Comcast, Level 3 Flex Ethernet Muscles
Competing intensely in a still-expanding market, Comcast and Level 3 Communications are scoring the biggest gains among US Ethernet service providers this year.
Both Comcast Corp. (Nasdaq: CMCSA, CMCSK) and Level 3 Communications Inc. (Nasdaq: LVLT) picked up retail-port market share in the mid-year rankings of Ethernet service providers conducted by Vertical Systems Group . Comcast climbed two slots on the firm's US Carrier Ethernet Leaderboard to sixth place in the overall rankings since the end of last year, while Level 3 climbed one slot to eighth place.
Plus, both service providers stand to gain a lot more market share if their respective takeover deals go through as planned. Comcast's pending acquisition of Time Warner Cable Inc. (NYSE: TWC) would easily catapult the combined company into the one of the top five slots, given that TW Cable currently occupies fifth place in the rankings. At the same time, Level 3's pending purchase of tw telecom inc. (Nasdaq: TWTC) would easily transform that combined company into one of the nation's top three Ethernet providers, given that tw telecom already holds third place.
===============
Activity → Copy out the Ethernet market rankings article word for word, in full.
===============
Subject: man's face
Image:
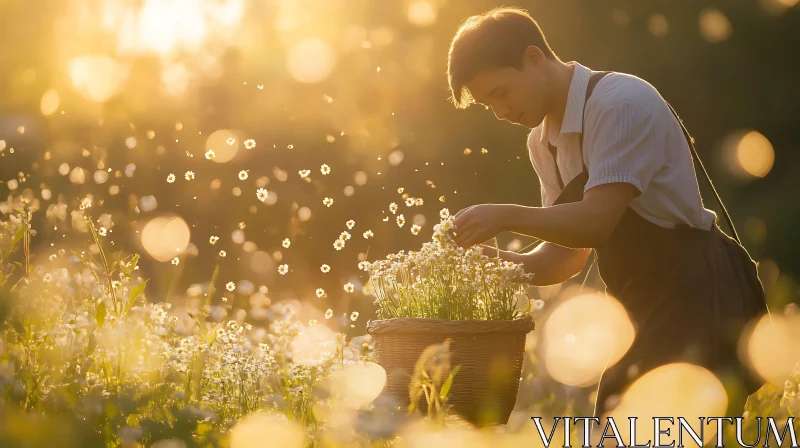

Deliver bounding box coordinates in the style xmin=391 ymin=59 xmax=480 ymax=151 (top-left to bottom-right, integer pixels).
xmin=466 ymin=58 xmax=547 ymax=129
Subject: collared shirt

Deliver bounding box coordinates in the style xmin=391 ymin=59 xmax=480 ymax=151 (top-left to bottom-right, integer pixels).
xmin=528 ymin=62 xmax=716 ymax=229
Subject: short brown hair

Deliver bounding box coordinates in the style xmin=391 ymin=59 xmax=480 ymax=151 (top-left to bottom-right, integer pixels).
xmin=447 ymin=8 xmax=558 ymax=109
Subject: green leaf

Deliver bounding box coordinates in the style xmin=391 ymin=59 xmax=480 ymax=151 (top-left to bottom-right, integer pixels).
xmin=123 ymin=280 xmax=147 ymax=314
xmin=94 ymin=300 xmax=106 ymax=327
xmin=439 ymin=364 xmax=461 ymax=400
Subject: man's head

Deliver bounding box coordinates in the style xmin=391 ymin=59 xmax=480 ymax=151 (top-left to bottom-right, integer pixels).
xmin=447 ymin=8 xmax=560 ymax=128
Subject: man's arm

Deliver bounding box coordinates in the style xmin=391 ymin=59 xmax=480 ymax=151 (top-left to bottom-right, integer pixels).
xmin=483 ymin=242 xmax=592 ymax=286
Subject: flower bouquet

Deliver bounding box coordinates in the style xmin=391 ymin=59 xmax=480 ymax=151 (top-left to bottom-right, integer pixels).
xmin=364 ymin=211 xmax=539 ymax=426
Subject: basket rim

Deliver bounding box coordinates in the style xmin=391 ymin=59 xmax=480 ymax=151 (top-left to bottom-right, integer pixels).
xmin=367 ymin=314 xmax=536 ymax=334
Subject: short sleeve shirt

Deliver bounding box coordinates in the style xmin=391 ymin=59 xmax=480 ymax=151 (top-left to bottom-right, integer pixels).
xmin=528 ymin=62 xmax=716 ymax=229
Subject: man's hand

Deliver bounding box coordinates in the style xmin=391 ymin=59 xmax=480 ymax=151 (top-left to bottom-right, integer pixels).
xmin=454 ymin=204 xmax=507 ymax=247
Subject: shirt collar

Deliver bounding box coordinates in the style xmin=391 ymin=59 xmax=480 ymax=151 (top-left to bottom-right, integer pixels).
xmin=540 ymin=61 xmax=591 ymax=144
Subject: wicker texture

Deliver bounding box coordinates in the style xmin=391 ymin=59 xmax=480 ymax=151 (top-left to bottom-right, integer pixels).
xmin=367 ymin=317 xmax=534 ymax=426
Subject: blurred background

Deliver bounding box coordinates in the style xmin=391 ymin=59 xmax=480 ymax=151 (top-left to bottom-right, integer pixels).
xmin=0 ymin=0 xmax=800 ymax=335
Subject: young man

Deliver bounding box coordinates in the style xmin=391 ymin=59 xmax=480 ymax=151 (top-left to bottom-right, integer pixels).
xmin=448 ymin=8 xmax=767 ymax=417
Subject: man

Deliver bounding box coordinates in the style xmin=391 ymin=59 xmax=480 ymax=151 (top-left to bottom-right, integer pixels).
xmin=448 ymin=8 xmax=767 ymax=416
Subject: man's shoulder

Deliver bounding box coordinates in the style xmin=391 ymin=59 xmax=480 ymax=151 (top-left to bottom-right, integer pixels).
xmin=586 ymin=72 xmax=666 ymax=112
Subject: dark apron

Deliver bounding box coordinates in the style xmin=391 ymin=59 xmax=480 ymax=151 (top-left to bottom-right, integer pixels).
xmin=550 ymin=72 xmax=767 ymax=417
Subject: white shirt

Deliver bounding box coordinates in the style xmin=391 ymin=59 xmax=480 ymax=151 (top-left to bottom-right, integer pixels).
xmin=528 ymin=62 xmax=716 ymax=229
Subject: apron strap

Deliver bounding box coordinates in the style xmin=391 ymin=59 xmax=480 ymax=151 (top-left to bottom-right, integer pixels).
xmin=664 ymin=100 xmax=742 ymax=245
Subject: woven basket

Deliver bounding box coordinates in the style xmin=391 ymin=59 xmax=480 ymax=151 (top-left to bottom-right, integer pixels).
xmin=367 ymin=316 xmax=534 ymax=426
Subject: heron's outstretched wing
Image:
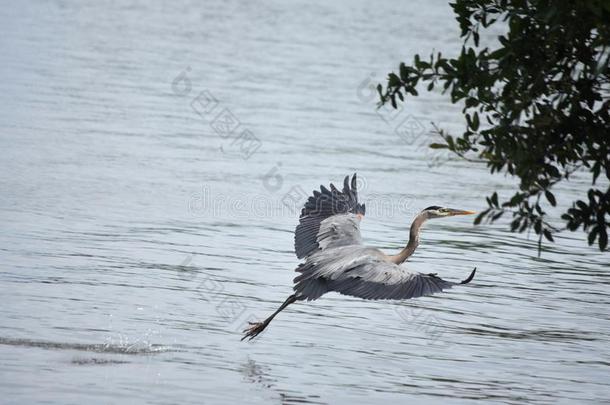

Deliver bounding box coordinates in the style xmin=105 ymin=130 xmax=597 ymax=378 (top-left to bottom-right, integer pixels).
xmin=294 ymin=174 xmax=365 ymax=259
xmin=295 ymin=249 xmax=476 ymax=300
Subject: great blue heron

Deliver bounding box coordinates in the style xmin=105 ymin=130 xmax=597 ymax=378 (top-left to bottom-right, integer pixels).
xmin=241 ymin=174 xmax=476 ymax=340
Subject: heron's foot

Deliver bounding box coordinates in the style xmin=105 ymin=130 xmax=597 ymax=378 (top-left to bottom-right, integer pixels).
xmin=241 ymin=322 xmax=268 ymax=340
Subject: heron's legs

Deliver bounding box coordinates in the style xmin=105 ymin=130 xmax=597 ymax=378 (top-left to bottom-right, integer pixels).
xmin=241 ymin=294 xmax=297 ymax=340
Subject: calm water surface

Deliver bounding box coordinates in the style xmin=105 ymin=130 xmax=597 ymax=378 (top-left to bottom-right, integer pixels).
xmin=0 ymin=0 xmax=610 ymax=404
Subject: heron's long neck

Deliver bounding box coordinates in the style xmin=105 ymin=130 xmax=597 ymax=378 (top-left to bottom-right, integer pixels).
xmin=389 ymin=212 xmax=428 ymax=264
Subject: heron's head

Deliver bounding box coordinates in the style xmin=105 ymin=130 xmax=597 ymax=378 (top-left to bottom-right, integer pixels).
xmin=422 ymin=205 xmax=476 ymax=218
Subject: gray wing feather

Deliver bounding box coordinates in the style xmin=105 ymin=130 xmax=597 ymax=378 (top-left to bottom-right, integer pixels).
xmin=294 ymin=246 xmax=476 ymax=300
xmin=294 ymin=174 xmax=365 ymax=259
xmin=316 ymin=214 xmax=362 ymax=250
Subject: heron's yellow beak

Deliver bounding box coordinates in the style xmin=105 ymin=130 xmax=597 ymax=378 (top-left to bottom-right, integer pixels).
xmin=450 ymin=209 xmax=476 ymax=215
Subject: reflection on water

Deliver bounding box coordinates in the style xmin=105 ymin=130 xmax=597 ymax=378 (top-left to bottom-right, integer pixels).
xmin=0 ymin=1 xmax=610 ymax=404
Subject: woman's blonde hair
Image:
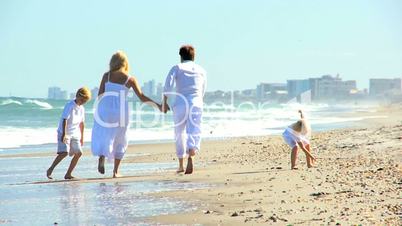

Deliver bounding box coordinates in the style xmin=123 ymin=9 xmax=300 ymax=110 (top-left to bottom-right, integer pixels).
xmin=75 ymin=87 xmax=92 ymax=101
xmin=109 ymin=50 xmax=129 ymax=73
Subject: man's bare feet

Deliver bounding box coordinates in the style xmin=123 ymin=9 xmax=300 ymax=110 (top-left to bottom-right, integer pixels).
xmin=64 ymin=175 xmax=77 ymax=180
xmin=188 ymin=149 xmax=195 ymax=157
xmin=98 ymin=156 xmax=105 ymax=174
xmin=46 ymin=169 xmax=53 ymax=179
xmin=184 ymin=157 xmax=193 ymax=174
===============
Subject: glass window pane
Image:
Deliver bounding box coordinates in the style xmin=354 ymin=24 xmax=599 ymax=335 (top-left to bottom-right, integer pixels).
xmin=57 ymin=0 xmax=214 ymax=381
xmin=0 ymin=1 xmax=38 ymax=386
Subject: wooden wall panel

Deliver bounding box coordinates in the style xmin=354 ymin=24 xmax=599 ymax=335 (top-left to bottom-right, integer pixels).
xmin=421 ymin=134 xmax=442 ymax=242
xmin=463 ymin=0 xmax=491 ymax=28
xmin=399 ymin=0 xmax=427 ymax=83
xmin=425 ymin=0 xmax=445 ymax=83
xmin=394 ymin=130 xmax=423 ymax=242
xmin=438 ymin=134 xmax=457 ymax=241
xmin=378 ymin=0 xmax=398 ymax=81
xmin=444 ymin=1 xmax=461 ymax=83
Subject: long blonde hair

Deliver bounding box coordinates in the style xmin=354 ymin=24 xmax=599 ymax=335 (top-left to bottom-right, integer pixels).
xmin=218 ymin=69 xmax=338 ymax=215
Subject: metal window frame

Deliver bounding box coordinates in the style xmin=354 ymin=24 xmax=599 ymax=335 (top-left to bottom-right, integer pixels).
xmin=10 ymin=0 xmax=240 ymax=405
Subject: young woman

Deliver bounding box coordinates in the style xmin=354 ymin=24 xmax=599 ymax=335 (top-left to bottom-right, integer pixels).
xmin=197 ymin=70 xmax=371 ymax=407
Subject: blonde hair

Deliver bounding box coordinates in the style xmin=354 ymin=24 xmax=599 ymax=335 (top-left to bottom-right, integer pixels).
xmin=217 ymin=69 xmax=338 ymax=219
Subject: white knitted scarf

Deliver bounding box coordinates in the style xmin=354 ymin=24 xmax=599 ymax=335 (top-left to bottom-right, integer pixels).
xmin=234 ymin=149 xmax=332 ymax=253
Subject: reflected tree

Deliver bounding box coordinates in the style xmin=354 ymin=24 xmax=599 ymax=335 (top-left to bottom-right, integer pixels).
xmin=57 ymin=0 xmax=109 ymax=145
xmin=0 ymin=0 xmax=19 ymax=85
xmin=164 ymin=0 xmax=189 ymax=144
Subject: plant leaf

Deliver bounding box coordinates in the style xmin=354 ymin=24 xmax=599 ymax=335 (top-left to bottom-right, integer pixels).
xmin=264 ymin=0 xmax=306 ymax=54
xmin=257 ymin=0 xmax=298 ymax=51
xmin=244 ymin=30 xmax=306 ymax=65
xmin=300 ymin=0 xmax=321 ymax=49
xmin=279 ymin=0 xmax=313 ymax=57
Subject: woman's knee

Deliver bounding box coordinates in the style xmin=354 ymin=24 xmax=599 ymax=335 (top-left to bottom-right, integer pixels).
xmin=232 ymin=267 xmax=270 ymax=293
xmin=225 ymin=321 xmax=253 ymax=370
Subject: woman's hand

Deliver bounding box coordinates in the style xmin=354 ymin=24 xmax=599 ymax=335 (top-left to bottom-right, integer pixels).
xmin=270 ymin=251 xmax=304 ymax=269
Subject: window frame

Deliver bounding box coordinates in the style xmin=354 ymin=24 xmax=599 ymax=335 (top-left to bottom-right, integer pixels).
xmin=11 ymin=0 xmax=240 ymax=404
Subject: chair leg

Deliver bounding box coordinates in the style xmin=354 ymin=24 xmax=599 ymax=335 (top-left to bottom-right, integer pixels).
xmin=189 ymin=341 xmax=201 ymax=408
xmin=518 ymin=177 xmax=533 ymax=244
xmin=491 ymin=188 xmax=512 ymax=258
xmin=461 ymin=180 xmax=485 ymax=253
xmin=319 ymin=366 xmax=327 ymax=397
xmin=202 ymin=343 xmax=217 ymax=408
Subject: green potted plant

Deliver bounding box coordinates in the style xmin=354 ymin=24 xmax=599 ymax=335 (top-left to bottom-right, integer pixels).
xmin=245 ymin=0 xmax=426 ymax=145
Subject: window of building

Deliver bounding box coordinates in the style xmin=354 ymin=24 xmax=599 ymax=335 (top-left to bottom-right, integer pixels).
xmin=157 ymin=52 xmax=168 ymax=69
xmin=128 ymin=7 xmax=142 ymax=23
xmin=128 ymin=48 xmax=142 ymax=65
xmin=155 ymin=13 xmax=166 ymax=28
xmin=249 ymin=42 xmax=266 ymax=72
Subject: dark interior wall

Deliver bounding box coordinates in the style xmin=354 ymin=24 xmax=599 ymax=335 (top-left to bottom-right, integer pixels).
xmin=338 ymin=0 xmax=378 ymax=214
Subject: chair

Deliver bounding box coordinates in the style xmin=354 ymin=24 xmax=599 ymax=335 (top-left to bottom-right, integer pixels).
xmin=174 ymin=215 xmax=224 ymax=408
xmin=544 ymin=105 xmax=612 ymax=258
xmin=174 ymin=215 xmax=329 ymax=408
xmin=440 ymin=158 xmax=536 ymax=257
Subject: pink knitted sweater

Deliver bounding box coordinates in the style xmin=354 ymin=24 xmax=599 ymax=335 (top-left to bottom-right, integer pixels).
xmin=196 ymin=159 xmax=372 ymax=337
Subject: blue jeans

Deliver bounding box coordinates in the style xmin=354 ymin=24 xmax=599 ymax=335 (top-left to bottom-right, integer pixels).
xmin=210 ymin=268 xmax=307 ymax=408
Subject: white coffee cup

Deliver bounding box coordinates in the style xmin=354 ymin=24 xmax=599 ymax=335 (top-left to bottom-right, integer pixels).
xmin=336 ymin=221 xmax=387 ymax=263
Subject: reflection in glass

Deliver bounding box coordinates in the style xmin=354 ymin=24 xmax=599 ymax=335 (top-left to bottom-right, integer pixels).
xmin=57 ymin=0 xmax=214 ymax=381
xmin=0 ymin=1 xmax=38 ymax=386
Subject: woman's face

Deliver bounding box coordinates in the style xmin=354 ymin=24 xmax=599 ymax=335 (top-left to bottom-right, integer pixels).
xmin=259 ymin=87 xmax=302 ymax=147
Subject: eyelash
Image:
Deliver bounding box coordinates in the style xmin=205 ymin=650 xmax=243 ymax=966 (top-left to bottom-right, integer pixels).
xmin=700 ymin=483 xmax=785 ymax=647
===============
Written response →
Comcast, Level 3 Flex Ethernet Muscles
Competing intensely in a still-expanding market, Comcast and Level 3 Communications are scoring the biggest gains among US Ethernet service providers this year.
Both Comcast Corp. (Nasdaq: CMCSA, CMCSK) and Level 3 Communications Inc. (Nasdaq: LVLT) picked up retail-port market share in the mid-year rankings of Ethernet service providers conducted by Vertical Systems Group . Comcast climbed two slots on the firm's US Carrier Ethernet Leaderboard to sixth place in the overall rankings since the end of last year, while Level 3 climbed one slot to eighth place.
Plus, both service providers stand to gain a lot more market share if their respective takeover deals go through as planned. Comcast's pending acquisition of Time Warner Cable Inc. (NYSE: TWC) would easily catapult the combined company into the one of the top five slots, given that TW Cable currently occupies fifth place in the rankings. At the same time, Level 3's pending purchase of tw telecom inc. (Nasdaq: TWTC) would easily transform that combined company into one of the nation's top three Ethernet providers, given that tw telecom already holds third place.